Whenever a line of the data below holds the string "rings", copy that line.

── DATA TO EXAMINE

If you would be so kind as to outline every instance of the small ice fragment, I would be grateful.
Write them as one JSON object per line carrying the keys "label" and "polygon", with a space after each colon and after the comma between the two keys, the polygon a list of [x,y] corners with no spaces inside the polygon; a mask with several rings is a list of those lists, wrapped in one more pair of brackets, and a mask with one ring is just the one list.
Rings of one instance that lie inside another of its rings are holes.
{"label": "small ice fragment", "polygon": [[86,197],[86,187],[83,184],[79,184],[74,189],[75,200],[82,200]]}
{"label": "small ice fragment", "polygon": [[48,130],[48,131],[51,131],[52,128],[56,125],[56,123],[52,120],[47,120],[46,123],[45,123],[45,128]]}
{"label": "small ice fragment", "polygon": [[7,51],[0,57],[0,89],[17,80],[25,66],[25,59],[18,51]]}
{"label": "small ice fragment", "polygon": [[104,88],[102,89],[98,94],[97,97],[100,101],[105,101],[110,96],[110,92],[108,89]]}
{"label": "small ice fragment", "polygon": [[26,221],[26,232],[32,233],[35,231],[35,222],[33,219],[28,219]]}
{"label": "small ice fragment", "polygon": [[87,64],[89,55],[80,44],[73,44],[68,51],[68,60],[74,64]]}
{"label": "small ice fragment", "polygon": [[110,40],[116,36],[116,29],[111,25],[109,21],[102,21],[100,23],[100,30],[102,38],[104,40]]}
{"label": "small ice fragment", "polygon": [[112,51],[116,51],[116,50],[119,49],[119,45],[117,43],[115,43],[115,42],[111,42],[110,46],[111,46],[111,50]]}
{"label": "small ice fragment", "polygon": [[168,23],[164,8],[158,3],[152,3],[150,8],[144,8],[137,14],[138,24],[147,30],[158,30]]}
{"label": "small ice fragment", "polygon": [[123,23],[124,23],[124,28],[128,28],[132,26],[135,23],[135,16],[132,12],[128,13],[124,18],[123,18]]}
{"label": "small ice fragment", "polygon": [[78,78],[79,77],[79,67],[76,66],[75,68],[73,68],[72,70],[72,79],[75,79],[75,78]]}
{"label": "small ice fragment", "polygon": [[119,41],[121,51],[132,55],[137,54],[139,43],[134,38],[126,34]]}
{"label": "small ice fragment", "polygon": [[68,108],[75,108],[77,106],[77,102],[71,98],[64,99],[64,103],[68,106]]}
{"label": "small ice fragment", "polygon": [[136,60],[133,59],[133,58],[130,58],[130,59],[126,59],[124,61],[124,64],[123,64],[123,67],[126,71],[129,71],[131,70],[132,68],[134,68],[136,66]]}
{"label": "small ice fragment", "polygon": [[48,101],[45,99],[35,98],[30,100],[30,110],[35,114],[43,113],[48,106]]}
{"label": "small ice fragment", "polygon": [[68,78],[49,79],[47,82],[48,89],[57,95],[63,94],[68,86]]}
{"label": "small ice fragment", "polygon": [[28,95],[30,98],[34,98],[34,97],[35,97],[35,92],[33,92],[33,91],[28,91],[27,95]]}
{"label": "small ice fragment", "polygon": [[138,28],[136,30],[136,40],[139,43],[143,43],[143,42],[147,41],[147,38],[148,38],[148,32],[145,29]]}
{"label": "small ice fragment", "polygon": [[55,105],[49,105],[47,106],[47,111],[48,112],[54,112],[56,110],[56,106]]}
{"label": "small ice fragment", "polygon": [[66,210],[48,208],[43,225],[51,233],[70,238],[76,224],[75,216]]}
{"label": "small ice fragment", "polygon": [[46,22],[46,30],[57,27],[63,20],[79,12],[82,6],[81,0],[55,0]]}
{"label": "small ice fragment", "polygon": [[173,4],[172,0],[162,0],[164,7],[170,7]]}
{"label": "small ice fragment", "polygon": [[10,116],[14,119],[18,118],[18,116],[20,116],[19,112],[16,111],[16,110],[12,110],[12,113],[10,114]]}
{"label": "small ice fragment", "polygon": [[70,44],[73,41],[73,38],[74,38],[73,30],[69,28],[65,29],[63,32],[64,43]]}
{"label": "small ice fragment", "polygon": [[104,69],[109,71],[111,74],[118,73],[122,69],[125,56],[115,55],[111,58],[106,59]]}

────

## SOLUTION FOR THIS EXERCISE
Write them as one JSON object per line carrying the keys "label" and "polygon", with a space after each colon and after the comma between the two keys, the polygon a list of [x,y] corners with no spaces inside the polygon; a mask with several rings is a list of those lists, wrapped in one more pair of brackets, and a mask with one ring is just the one list.
Rings of one instance that lie inside another of its rings are holes.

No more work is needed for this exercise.